- _WHAT THIS TASK INVOLVES_: Rewrite the records below as a numbered list, skipping any blank lines and omitting the pictures.

[Excerpts of location labeling data]
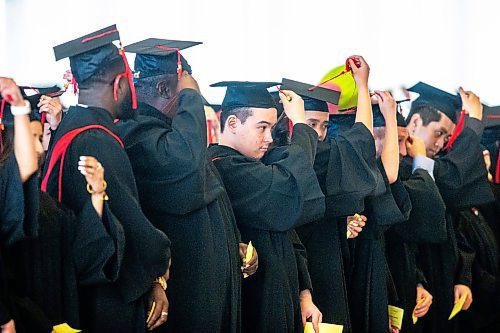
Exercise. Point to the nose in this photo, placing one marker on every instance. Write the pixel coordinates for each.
(402, 148)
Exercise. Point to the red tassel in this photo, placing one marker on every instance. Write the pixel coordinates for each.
(457, 131)
(179, 63)
(88, 39)
(2, 107)
(59, 152)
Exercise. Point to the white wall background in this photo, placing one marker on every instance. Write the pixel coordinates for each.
(447, 43)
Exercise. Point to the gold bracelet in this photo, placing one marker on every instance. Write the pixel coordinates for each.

- _ANSWER FOR THE TASK_:
1. Exercise. Point to the nose in this photo, placing one marker on every instance. Write the pixel coordinates for each.
2. (402, 148)
3. Exercise. Point to the red tassel in this photo, placing one marker on every instance. Write the pixel coordinates for each.
4. (457, 131)
5. (179, 63)
6. (88, 39)
7. (2, 107)
8. (59, 152)
9. Exercise. Point to the white wall background in this photo, placing one marker on every instance. Write the pixel coordinates for each.
10. (447, 43)
11. Exercise. Point to the gold bracelet in this photo, placing one marker on every instance. Write the pixel coordinates for each.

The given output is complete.